---- Input data

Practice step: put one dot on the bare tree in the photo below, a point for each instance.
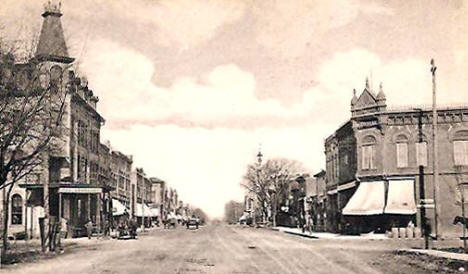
(32, 101)
(270, 183)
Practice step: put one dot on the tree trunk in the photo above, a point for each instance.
(6, 215)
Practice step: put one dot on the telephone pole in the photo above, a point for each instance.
(435, 152)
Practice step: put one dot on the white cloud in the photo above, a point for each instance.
(122, 77)
(206, 164)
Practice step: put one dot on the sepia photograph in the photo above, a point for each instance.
(233, 136)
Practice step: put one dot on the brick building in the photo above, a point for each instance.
(72, 169)
(373, 166)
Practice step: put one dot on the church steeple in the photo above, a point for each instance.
(52, 45)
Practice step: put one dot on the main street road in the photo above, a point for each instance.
(225, 249)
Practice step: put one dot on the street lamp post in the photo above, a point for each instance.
(422, 193)
(435, 152)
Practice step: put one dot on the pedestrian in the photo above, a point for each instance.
(89, 228)
(63, 233)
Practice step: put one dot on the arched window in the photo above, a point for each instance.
(368, 152)
(421, 152)
(16, 210)
(460, 148)
(402, 151)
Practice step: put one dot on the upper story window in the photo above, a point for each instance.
(421, 153)
(460, 148)
(368, 152)
(16, 210)
(402, 151)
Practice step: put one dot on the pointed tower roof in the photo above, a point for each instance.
(354, 99)
(52, 45)
(381, 95)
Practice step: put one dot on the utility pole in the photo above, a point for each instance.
(435, 152)
(422, 194)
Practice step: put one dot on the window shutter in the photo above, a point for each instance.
(421, 153)
(458, 153)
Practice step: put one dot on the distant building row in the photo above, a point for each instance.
(86, 179)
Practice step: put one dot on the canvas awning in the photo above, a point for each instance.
(142, 210)
(401, 197)
(118, 208)
(369, 199)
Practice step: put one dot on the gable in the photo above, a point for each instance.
(366, 99)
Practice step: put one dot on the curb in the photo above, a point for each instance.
(438, 254)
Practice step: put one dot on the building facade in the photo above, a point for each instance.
(71, 167)
(380, 166)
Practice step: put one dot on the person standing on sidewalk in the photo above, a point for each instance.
(89, 228)
(63, 233)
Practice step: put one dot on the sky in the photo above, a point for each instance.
(192, 89)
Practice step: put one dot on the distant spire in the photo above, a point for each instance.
(354, 100)
(259, 155)
(52, 45)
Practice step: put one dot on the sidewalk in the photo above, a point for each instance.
(438, 253)
(327, 235)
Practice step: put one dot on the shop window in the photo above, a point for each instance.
(16, 210)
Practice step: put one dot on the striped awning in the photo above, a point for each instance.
(369, 199)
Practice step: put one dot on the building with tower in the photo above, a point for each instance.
(379, 166)
(68, 184)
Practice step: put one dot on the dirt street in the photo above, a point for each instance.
(229, 249)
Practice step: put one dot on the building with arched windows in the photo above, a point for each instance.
(379, 166)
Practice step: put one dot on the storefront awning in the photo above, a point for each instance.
(369, 199)
(80, 190)
(142, 210)
(401, 197)
(118, 208)
(154, 212)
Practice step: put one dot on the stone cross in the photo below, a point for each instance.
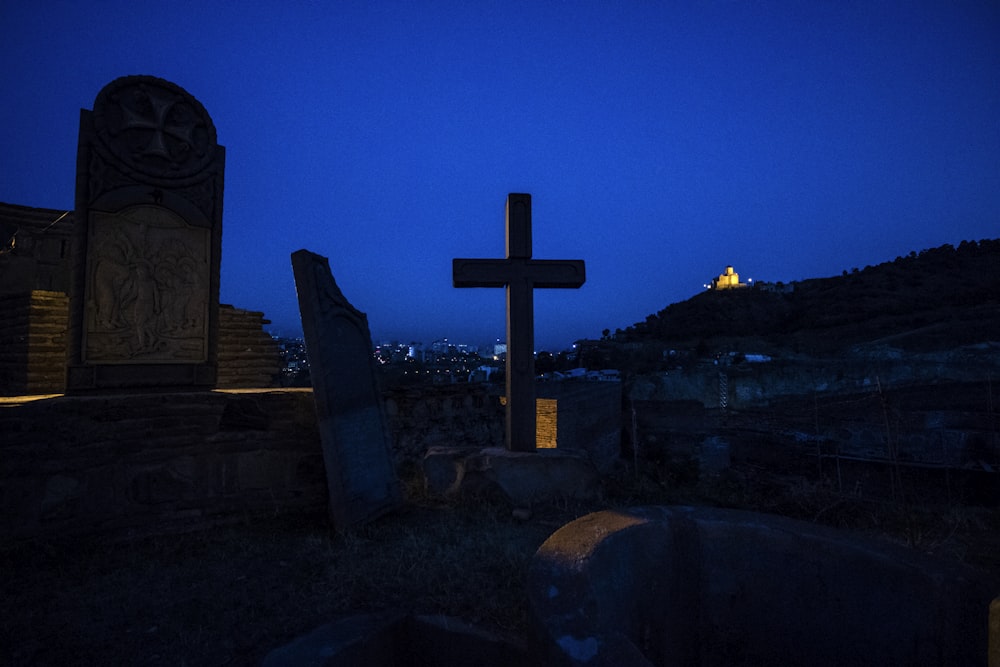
(520, 274)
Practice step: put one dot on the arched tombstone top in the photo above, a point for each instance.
(154, 128)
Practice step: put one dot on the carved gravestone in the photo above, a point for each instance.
(352, 424)
(144, 299)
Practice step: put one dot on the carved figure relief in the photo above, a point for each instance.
(147, 287)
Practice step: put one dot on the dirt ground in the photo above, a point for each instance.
(230, 595)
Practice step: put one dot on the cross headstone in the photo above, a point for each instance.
(360, 474)
(144, 297)
(520, 274)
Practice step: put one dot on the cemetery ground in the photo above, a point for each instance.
(229, 595)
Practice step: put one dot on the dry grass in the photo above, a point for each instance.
(228, 596)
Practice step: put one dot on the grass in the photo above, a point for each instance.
(228, 596)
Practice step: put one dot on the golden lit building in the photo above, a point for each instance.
(727, 280)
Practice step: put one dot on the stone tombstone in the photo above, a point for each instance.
(144, 298)
(352, 422)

--------

Each record above must be retyped exactly. Omit the pictures.

### Solution for this exercise
Practice step: put one dot on the bare tree in the photo below, a point for each instance.
(32, 101)
(270, 183)
Practice step: put one dot on the tree trunk in the photo above, a point for each instance.
(6, 215)
Practice step: put one dot on the telephone pole in the photo above, a point for each instance.
(435, 152)
Practice step: put one dot on the white cloud in the photo above, a point for each instance.
(122, 77)
(206, 164)
Practice step: put one dot on the sepia photograph in the photo above, a point for each instance.
(233, 136)
Practice step: put one dot on the brick building in the photo above, a point for each instance.
(72, 169)
(373, 166)
Practice step: put one dot on the church steeple in the photo above, a point for each instance.
(52, 45)
Practice step: put one dot on the main street road in the photo above, a point for each instance.
(225, 249)
Practice step: put one dot on the street lamp post in the photo above, a point for each instance.
(422, 193)
(435, 152)
Practice step: put one dot on the pedestrian in the photo above, a point for each instance.
(89, 228)
(63, 233)
Practice step: put one dot on the arched window in the photo above, a point for each instance.
(368, 152)
(421, 152)
(16, 210)
(460, 148)
(402, 151)
Practice step: put one dot on the upper story window in the photo above, a point for each instance.
(421, 153)
(460, 148)
(368, 152)
(16, 210)
(402, 151)
Practice step: put one dot on the pointed tower roof in the photo above, a point for each instance.
(354, 99)
(52, 45)
(381, 95)
Practice step: put one dot on the utility pole in the photo above, a point for each instance.
(435, 152)
(422, 194)
Practice step: put one dot on the window shutter in the photo above, a point for each instance.
(421, 153)
(458, 153)
Practice step: put one dot on the distant building row in the photo above, a point for each instance.
(86, 179)
Practice step: put one dot on the canvas awning in the photo above, a point for each instance.
(142, 210)
(401, 197)
(118, 208)
(369, 199)
Practice step: put one dot on the gable in the photo above, a point for each instance.
(366, 99)
Practice step: put one dot on the curb in the photo above, a point for each instance.
(438, 254)
Practice step: put one dot on the building facade in the photo above, a point for each instance.
(71, 167)
(380, 166)
Practice step: put one dot on the person standing on sidewalk in the photo above, a point for each instance.
(89, 228)
(63, 233)
Practice step: put one dot on the sky in the photo above, a point for each instance.
(192, 89)
Practice step: put one dot on the distant spire in the photo above, a point for each instance.
(354, 100)
(259, 155)
(52, 45)
Practice step: put one dot on the sidewalk in the photo above, a point for each instance.
(438, 253)
(327, 235)
Practice step: put one dot on the shop window in the photo above, a point for each instance.
(16, 210)
Practice step: put one dot on the striped awning in the photo above, a point for each instance.
(369, 199)
Practice step: put one dot on the building with tower in the photo above, a point for each instance.
(379, 166)
(68, 184)
Practice step: put one dot on the dirt street in the photo above, a point for each instance.
(229, 249)
Practice step: put one dot on the building with arched windows in the photo above, a point for each instance.
(379, 166)
Practice step: put one dot on the storefront awning in the photo above, a point for each instance.
(369, 199)
(80, 190)
(142, 210)
(401, 197)
(118, 208)
(154, 212)
Practice step: put one dot on the stone cross in the photo below, a point for each instance.
(520, 274)
Practice step: put one dot on the arched tombstone top in the photo above, a point for each instance.
(154, 128)
Practice step: put one dot on the carved gravestone in the photo above, a point for each instance.
(352, 424)
(144, 299)
Practice step: put one dot on the carved figure relief in the photo above, a point for each instance.
(147, 287)
Practice step: put one dot on the dirt ground in the photo above, a point for each instance.
(230, 595)
Practice step: put one dot on the cross headstone in the photo above, a point for each instance.
(360, 474)
(144, 297)
(520, 274)
Practice step: put one dot on the cemetery ground in the photo above, a point for each instance.
(229, 595)
Practice step: put one dot on the dry grass in the photo above, a point for each instance.
(228, 596)
Practice step: put one dot on the grass in the photo above, a point for each instance.
(228, 596)
Practice step: put one dot on the golden lit building in the photo above, a point for each instance.
(727, 280)
Practice step: put one dot on the stone tombstone in the photo above, a point for each instance.
(144, 298)
(352, 422)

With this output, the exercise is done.